Extracto de la página
───
Si en algunos casos Venoma confirma categóricamente la identidad de algunos espías soviéticos, en otros casos los mensajes interceptados estrechan el círculo pero se quedan cortos de la absoluta certidumbre. Considere el caso de J. Robert Oppenheimer, el físico atómico, considerado desde hace mucho tiempo sospechoso de haber pasado secretos atómicos a los soviéticos. Cuando a Oppenheimer se le negó autorización parta tener acceso a material confidencial en 1954, se hizo porque muchos de sus amigos eran comunistas americanos. Lo que Venona muestra es que muchos de esos mismos amigos no sólo eran miembros del Partido Comunista sino que estaban activamente implicados en actividades de espionaje en contra de Estados Unidos, y que tenían priorizado el reclutamiento de Openheimer. Venona, sin embargo, no puede asegurar que sus esfuerzos hayan tenido éxito.

Esas dudas no existen en relación con Harry Hopkins, el asesor de Franklin Delano Roosevelt que, en los años de la guerra, fue ganando un papel cada vez más importante en relaciones exteriores y asuntos de seguridad nacional. Las simpatías de Hpkins por los soviéticos tomaron formas insólitas: como jefe del Lend-Lease, Hopkins intervino para presionar la aprobación de una solicitud soviética, considerada sumamente sospechosa por altos funcionarios del Ejército, de varias toneladas de uranio de una compañía química de Nueva York. Bajo presión de Hopkins, la exportación de uranio fue aprobada. Afortunadamente, la compañía no pudo satisfacer el pedido soviético.
───
Objetivo 1
Reproduce al pie de la letra el pasaje del extracto sobre Venona que empieza en las palabras "Esas dudas no" y termina después de "el pedido soviético.".
Objetivo 2
Prosigue el texto sobre Venona y el espionaje soviético a partir de su última oración.
Los datos no intervienen en esta actividad.
───
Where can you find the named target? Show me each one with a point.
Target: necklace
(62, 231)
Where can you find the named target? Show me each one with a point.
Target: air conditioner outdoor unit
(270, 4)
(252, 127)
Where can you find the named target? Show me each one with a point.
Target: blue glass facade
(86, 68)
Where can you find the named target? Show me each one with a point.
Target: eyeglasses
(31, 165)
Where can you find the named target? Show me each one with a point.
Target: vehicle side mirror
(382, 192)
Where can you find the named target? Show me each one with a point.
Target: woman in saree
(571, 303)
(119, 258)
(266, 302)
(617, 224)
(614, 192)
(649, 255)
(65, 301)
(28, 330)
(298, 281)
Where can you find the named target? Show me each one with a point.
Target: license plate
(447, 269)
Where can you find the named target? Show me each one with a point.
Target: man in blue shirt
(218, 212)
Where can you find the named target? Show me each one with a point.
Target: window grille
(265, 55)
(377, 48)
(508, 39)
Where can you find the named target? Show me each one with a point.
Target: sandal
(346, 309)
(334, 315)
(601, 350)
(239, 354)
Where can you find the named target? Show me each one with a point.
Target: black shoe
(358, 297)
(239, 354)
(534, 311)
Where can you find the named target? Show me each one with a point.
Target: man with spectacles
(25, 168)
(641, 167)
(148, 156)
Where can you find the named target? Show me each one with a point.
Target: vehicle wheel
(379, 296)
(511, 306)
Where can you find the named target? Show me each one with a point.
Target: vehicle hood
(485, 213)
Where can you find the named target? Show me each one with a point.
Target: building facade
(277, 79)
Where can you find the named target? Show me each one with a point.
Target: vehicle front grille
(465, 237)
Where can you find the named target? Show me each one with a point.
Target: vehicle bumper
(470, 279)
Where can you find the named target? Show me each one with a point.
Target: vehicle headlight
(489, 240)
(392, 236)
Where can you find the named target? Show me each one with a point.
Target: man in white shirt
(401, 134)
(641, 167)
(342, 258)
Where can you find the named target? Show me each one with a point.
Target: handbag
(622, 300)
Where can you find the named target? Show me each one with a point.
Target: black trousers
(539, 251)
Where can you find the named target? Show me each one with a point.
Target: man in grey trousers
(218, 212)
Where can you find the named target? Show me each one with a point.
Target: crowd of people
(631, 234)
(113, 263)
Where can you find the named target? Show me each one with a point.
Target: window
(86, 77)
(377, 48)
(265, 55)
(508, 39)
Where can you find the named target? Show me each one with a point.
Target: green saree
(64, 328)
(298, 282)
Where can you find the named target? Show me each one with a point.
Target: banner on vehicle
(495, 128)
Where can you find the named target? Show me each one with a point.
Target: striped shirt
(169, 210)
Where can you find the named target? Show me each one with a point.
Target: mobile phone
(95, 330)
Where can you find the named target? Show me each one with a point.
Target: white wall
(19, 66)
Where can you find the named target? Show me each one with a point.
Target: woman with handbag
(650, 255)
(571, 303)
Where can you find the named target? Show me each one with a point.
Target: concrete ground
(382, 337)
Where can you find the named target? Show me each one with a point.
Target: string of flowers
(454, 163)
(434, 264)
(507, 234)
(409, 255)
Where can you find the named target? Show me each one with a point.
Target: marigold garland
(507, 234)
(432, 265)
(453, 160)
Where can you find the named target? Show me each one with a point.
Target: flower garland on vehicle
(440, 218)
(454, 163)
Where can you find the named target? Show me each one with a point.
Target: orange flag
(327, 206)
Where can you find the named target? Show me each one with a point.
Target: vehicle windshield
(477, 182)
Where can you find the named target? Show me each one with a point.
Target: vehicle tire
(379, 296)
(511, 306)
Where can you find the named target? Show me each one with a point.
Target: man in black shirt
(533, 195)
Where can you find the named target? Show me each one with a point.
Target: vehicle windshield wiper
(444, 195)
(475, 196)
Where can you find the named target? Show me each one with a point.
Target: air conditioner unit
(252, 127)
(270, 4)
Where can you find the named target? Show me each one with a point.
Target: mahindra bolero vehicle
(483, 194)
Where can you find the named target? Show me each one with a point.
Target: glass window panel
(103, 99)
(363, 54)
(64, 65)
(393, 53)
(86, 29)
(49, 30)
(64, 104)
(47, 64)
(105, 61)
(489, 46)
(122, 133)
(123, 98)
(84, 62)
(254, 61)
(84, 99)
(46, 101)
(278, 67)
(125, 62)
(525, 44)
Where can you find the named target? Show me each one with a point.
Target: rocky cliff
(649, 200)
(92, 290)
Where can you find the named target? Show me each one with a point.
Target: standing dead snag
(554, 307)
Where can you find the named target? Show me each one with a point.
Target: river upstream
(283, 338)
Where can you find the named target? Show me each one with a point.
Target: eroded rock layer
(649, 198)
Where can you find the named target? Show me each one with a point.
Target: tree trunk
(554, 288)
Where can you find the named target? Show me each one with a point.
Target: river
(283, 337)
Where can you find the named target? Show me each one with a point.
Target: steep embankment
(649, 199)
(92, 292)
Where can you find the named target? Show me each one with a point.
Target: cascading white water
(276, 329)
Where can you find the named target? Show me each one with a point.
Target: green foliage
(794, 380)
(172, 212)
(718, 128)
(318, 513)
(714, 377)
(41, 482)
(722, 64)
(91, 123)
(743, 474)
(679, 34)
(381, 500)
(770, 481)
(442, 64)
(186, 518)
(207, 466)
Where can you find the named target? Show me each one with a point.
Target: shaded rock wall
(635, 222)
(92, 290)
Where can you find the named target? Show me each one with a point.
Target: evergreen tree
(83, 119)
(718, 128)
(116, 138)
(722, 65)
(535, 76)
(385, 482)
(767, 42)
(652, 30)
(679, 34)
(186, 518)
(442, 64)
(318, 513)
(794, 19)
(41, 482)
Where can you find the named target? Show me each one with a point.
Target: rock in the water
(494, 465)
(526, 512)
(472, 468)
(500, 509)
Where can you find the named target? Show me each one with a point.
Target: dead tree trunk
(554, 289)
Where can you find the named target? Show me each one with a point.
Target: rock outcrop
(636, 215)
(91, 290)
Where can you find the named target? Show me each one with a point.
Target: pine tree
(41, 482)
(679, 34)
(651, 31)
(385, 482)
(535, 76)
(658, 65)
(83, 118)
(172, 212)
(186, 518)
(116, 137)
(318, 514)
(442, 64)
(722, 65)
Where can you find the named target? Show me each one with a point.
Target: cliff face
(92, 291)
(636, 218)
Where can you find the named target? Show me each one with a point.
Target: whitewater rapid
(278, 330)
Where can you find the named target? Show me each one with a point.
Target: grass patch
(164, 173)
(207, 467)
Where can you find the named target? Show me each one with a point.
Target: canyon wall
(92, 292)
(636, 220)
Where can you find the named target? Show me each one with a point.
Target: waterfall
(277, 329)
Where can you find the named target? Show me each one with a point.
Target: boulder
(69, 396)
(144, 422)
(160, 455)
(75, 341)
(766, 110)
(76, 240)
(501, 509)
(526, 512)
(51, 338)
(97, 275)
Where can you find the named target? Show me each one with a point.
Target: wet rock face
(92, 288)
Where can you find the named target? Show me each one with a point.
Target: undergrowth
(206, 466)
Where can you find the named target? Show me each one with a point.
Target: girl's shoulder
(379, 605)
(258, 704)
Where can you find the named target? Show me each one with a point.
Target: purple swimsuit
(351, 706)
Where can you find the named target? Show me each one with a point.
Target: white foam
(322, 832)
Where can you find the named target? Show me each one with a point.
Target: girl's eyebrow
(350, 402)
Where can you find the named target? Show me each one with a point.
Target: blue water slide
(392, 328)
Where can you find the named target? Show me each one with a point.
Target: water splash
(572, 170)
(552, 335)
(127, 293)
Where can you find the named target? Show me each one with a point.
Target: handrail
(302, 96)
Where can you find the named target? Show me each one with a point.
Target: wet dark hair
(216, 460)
───
Respuesta correcta 1
Esas dudas no existen en relación con Harry Hopkins, el asesor de Franklin Delano Roosevelt que, en los años de la guerra, fue ganando un papel cada vez más importante en relaciones exteriores y asuntos de seguridad nacional. Las simpatías de Hpkins por los soviéticos tomaron formas insólitas: como jefe del Lend-Lease, Hopkins intervino para presionar la aprobación de una solicitud soviética, considerada sumamente sospechosa por altos funcionarios del Ejército, de varias toneladas de uranio de una compañía química de Nueva York. Bajo presión de Hopkins, la exportación de uranio fue aprobada. Afortunadamente, la compañía no pudo satisfacer el pedido soviético.

Respuesta correcta 2
No fue la única ocasión, según Romerstein y Breidel, en que Hopkins aprovechó su posición oficial para ayudar a los soviéticos. Durante el final europeo de la II Guerra Mundial, cuando el ejército polaco cladestino se alzó contra los nazis, FDR y Churchill presionaron a Stalin para que pemitiera aterrizar aviones con abastecimientos para las asediadas tropas polacas. Stalin, que quería “liberar” Polonia se negó tajantemente porque quería dar tiempo a que los nazis aniquilaran a los rebeldes polacos. En un momento crítico, cuando Roosevelt había perdido interés en el asunto, Hopkins le dijo al Segundo Jefe de Operaciones (de las Fuerzas Aéreas Estratégicas de Estados Unidos en Europa) de su interés en retener cables de Winston Churchill o del embajador norteamericano en Londres que pudieran reavivar el interés del presidente norteamericano. Más tarde, en mayo de 1945, el presidente Truman envió a Hopkins a Moscú para que se reuniera con Stalin. Aunque la posición oficial de Estados Unidos era presionar a favor de la celebración de elecciones libres en la Europa del este, Hopkins no dijo nada sobre el problema de las elecciones y, en vez de eso, le dijo al dictador soviético que Estados Unidos quería “una Polonia amiga de la Unión soviética y que, en realidad, quería ver países amigos a lo largo de toda la frontera soviética”.

Aunque anteriores comentaristas han caracterizado a Hopkins simplemente como “un liberal apresurado” o inclusive, como “un agente inconsciente” de la Unión Soviética, un mensaje Venona de mayo de 1943 sugiere una realidad mucho más dura: el importante “Agente 19” que transmitió las minutas de la reunión privada entre Churchill y Roosevelt a los soviéticos no era otro que Harry Hopkins.

Aunque algunos de los agentes cuyas identidades quedan confirmadas por Venona son nombre bien conocidos de cualquiera que esté familiarizado con la audiencias del Comité de Actividades Antinorteamericanas - Alger Hiss, Julius y Ethel Rosenberg, etc – otros son prácticamente desconocidos, son los que pudiéramos llamar los héroes anónimos del espionaje soviético. Tomemos el caso de Theodore Hall, por ejemplo, un brillante y excéntrico graduado de Harvard, que se alistó en el proyecto norteamericano para fabricar la bomba atómica. Hall era un fanático miembro de la Liga de la Juventud Comunista e informaba regularmente a sus jefes, los espías soviéticos, sobre el progreso de las armas atómicas norteamericanas.

Hall fue interrogado por el FBI en 1950 cuando el descifrado de un mensaje Venona lo implicaba en espionaje atómico. Hall mintió sobre su participación, paralizando de hecho al FBI puesto que el gobierno no estaba dispuesto a establecer casos contra espías soviéticos basado solamente en los mensajes Venona descifrados. Hacerlo hubiera alertado a los soviéticos. Sin haber sido encausado, Hall se mudó a Inglaterra en 1962 donde fue entrevistado por Romerstein en 1995. Cuando le mostraron los mensajes Venona que comprobaban su vida como espía, Hall se negó a confirmarlo aunque, según Romerstein, “expresó preocupación porque, aun después de tanto tiempo, pudiera ser encausado’’.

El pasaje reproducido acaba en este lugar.